* START *
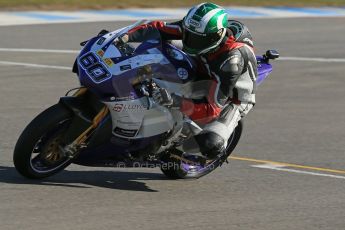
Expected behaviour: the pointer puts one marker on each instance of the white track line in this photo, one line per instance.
(39, 50)
(311, 59)
(35, 65)
(281, 168)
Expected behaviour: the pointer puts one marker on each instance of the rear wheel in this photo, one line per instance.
(175, 168)
(37, 153)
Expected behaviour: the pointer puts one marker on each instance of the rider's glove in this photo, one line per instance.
(163, 97)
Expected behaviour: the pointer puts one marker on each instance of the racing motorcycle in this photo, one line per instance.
(111, 119)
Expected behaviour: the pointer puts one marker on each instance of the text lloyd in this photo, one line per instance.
(124, 107)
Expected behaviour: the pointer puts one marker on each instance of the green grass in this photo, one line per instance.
(101, 4)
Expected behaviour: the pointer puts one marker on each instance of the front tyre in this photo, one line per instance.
(37, 153)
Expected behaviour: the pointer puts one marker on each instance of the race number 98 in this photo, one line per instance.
(95, 70)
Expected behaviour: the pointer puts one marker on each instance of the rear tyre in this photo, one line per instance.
(176, 169)
(37, 153)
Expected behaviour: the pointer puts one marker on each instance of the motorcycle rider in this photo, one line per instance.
(224, 52)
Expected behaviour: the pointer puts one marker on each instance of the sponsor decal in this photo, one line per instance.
(108, 62)
(100, 53)
(175, 54)
(153, 41)
(125, 132)
(118, 107)
(125, 67)
(194, 23)
(129, 108)
(182, 73)
(126, 98)
(100, 41)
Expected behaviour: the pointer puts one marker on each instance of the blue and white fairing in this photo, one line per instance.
(109, 70)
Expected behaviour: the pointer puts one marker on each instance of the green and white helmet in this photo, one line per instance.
(204, 28)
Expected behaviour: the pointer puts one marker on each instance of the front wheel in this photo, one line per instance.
(177, 169)
(37, 153)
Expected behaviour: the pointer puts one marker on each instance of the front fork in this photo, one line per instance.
(80, 142)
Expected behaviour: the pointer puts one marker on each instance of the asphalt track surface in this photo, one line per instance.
(299, 119)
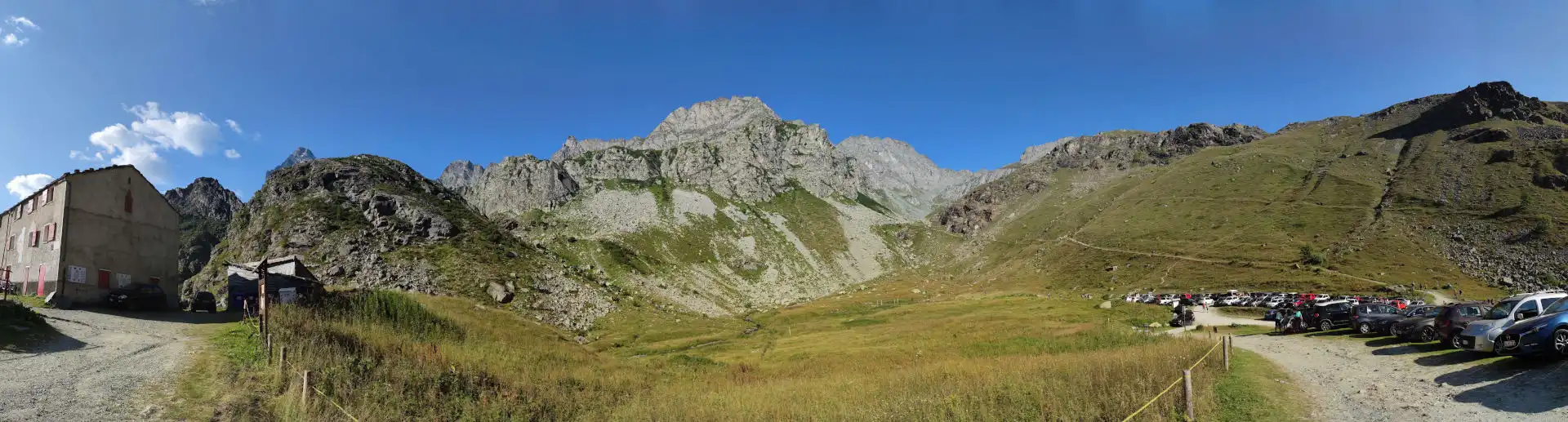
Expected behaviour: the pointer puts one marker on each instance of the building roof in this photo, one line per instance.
(74, 173)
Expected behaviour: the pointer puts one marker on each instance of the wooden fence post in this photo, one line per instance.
(1227, 353)
(305, 391)
(1186, 380)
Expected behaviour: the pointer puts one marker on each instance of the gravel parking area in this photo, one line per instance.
(1363, 379)
(99, 367)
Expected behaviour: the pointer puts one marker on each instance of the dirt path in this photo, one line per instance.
(1360, 379)
(98, 369)
(1437, 297)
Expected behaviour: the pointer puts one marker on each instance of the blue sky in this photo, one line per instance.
(969, 83)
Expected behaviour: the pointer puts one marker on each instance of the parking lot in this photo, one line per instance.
(1355, 375)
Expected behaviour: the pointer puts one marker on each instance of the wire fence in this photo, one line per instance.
(1223, 341)
(334, 403)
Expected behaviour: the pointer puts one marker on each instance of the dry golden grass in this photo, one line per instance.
(916, 357)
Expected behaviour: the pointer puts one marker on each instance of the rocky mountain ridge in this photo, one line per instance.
(371, 221)
(206, 209)
(1106, 151)
(300, 156)
(905, 180)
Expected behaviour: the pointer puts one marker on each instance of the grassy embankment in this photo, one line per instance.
(20, 325)
(1232, 217)
(883, 353)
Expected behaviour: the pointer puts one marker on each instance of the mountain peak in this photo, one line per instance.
(300, 156)
(707, 120)
(460, 175)
(1470, 105)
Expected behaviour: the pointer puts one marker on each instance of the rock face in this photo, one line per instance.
(519, 184)
(1470, 105)
(736, 148)
(460, 175)
(1117, 149)
(206, 209)
(720, 209)
(905, 180)
(372, 221)
(1036, 153)
(300, 156)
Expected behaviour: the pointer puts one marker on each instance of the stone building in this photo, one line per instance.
(88, 233)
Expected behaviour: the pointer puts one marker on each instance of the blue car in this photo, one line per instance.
(1545, 335)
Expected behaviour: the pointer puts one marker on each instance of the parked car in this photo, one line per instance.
(204, 301)
(137, 297)
(1419, 328)
(1455, 318)
(1365, 318)
(1479, 335)
(1545, 335)
(1327, 316)
(1387, 323)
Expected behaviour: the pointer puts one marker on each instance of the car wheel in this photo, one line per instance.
(1561, 341)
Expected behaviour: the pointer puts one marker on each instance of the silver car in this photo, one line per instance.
(1481, 335)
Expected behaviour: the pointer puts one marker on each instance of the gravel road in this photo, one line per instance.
(99, 369)
(1366, 380)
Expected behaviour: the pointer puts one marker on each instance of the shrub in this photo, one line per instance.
(1313, 256)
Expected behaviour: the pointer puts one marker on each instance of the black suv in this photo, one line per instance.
(1327, 316)
(1455, 318)
(138, 297)
(1368, 318)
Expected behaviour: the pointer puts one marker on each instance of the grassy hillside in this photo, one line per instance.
(1371, 206)
(372, 221)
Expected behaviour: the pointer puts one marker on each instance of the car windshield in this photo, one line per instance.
(1501, 311)
(1559, 306)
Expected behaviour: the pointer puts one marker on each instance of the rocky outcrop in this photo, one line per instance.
(1470, 105)
(519, 184)
(206, 209)
(905, 180)
(1117, 149)
(736, 148)
(460, 175)
(1036, 153)
(300, 156)
(371, 221)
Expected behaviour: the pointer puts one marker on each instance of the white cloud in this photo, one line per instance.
(85, 158)
(146, 159)
(180, 129)
(27, 184)
(154, 131)
(20, 22)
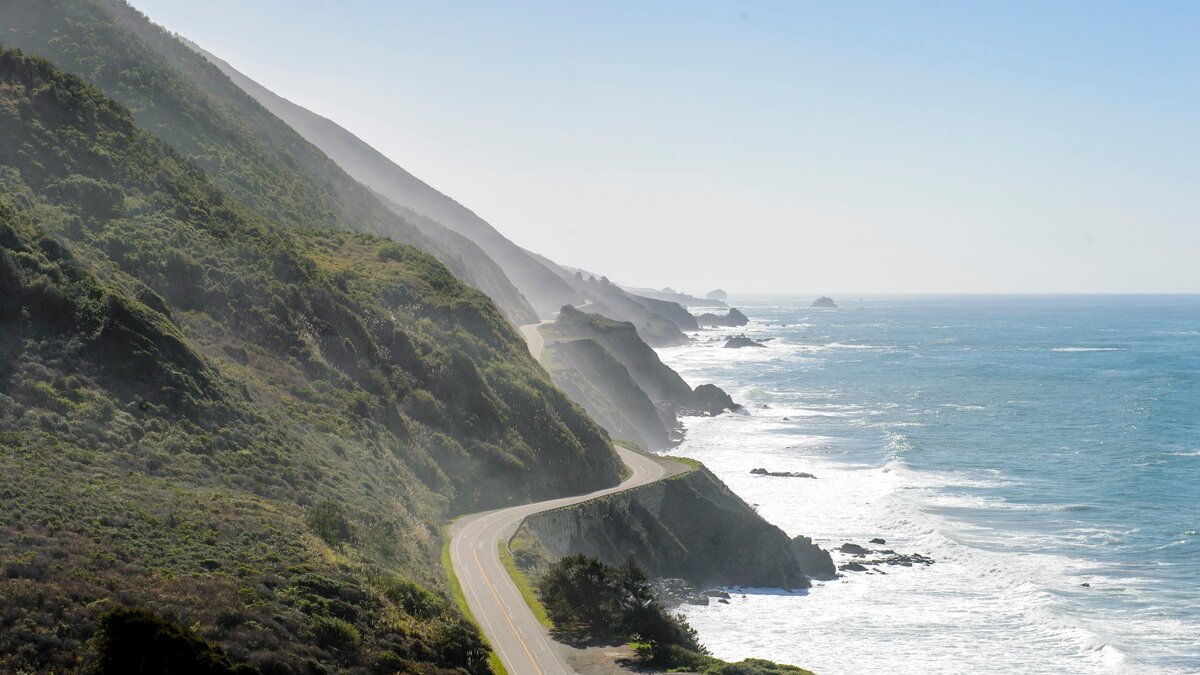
* END *
• _Exercise_
Rewrite the listing above as a numbered list with one line per entry, skipping any blank lines. Leave out the pictures.

• _Solution to this task_
1. Expected behaviour: the pointer puts one marker on each instance of the white track line in this photo, one line per instance.
2. (39, 50)
3. (311, 59)
4. (35, 65)
5. (281, 168)
6. Expected behaviour: the pointer puts one marker on each instance of the rear wheel in this photo, one line per instance.
7. (175, 168)
8. (37, 153)
9. Expected behaviour: the pointer puts one marker on each instance of the rider's glove in this photo, one line per instance.
10. (163, 97)
11. Expected behaviour: the pointer puts one marker on each instance of the racing motorcycle in this photo, one line per instance.
12. (111, 119)
13. Expected behaviour: the pointer puts one marker on each instance of the text lloyd in this photo, one line per instance.
14. (124, 107)
15. Expected behaviour: the pointer puts one marker on each instance of the green grass in this photo, one line per instance.
16. (101, 4)
17. Expected behaviour: the pointer puts one marker on each instance of the front tyre in this photo, one line per instance.
18. (37, 153)
19. Expected behaviour: the pointer puts one marker on each instance of the race number 98 in this photo, one line per instance.
20. (95, 70)
21. Expected behaviour: the pointer puts one marker on each instance of the rear tyre in this photo, one line per instance.
22. (176, 169)
23. (37, 153)
24. Expected behaviour: the pointer puts one marker on each instance of the motorcycle rider in this photo, one line per instance.
25. (224, 52)
26. Expected behaviour: the pointer puts one marker on each instance of the sponsor decal in this photo, one line per instance.
27. (108, 62)
28. (100, 53)
29. (175, 54)
30. (153, 41)
31. (125, 132)
32. (118, 107)
33. (125, 67)
34. (194, 23)
35. (129, 108)
36. (182, 73)
37. (126, 98)
38. (100, 41)
39. Expected behaviour: the pointer puts one marker on each instance of the blue and white fairing in this photo, one line per instance.
40. (109, 70)
41. Expected behaviour: the pointer puts one marker on each instance of the green and white helmet in this photo, one line per instance.
42. (204, 28)
43. Expected behaviour: the pointer puts one marker on each instance of the front wheel in this photo, one line per instance.
44. (177, 169)
45. (37, 153)
46. Expected behaviour: the pointer puts one marker on each instance of the front fork in this photo, one line per instance.
47. (80, 142)
48. Expected behaviour: the pointer puts one marker on each instance of the asphalt track surface in this photo, one line per instance.
49. (299, 119)
50. Expected behaviour: the pointer puts one marker on each instance of the building roof in this photo, one line per instance.
51. (74, 173)
52. Expected behaviour: the pointer puts one marker on each instance of the wooden fence post in this photo, one line per instance.
53. (1227, 353)
54. (305, 391)
55. (1186, 380)
56. Expected behaviour: the pointer puts one marker on each instance of the gravel parking area in this photo, one line per instance.
57. (1363, 379)
58. (99, 367)
59. Expected behaviour: the pointer puts one marker on each instance of the dirt path in this photo, one line per instance.
60. (1360, 379)
61. (98, 369)
62. (1437, 297)
63. Expected behaviour: the pointer puts one marker on each instance of the blue sky in this photo, one line per instance.
64. (969, 83)
65. Expected behaviour: the pointer puts one marker on each instance of the parking lot in this photo, one line per instance.
66. (1355, 375)
67. Expected behaviour: the pointer puts one marker on each instance of the wire fence in this photo, one line per instance.
68. (1223, 341)
69. (334, 403)
70. Expected behaviour: the pointer puts one marker on each instance of the dry golden grass in this photo, one line per instance.
71. (916, 357)
72. Expected behaviour: the pointer puts one marker on each instance of the rocky mountain ridge in this photo, one line per instance.
73. (371, 221)
74. (206, 209)
75. (1106, 151)
76. (300, 156)
77. (905, 180)
78. Expected behaviour: the pointer puts one marker on each instance of the grassy embankment in this photo, one line per instance.
79. (20, 325)
80. (1232, 217)
81. (883, 353)
82. Expected behaviour: the pointer puts one marker on each instance of the mountain peak in this photo, one line per instance.
83. (300, 156)
84. (707, 120)
85. (460, 175)
86. (1470, 105)
87. Expected behaviour: the pointer puts one marker on each instance of the rock face in this photo, one line per instance.
88. (519, 184)
89. (1470, 105)
90. (736, 148)
91. (460, 175)
92. (1117, 149)
93. (206, 209)
94. (720, 209)
95. (905, 180)
96. (372, 221)
97. (1036, 153)
98. (300, 156)
99. Expected behaviour: the pointer puts one marker on each instance of the stone building in this photo, one line per instance.
100. (88, 233)
101. Expected behaviour: the pointer puts one marker on each instance of the blue car in this photo, one line per instance.
102. (1545, 335)
103. Expected behaviour: the pointer puts one marker on each instance of the parked car in this photo, one line per instance.
104. (204, 301)
105. (137, 297)
106. (1419, 328)
107. (1455, 318)
108. (1365, 318)
109. (1479, 335)
110. (1545, 335)
111. (1327, 316)
112. (1387, 323)
113. Expected behaviour: the pointer puts one marker on each instance of the car wheel in this photo, one line per instance.
114. (1561, 341)
115. Expected behaviour: the pointer puts one marker on each instance of the silver car in this photo, one line per instance.
116. (1481, 335)
117. Expected behaviour: the pointer puts one marker on each instance of the gravel road in this photo, one line per instance.
118. (99, 369)
119. (1366, 380)
120. Expected behaviour: the pointer puts one marker on each instance of the shrub in this photo, one line per instance.
121. (1313, 256)
122. Expected behaviour: the pointer puts one marker on each instance of the black suv in this photo, one line per instance.
123. (1327, 316)
124. (1455, 318)
125. (138, 297)
126. (1368, 318)
127. Expected behaviour: the pointer puts one marker on each instance of the grassy hillside in this photo, one line per instance.
128. (1371, 206)
129. (372, 221)
130. Expected behaviour: the pointer puts one marker on each instance of the car windshield in this photo, one line per instance.
131. (1501, 311)
132. (1559, 306)
133. Expected behaviour: the pointer puts one marker on each instance of the rocky outcrop in this photo, one line per instance.
134. (1470, 105)
135. (519, 184)
136. (206, 209)
137. (905, 180)
138. (1117, 149)
139. (736, 148)
140. (460, 175)
141. (1036, 153)
142. (300, 156)
143. (371, 221)
144. Expected behaviour: the pointer puts one marker on each instance of the white cloud in this photo, one line per instance.
145. (85, 158)
146. (146, 159)
147. (180, 129)
148. (27, 184)
149. (154, 131)
150. (20, 22)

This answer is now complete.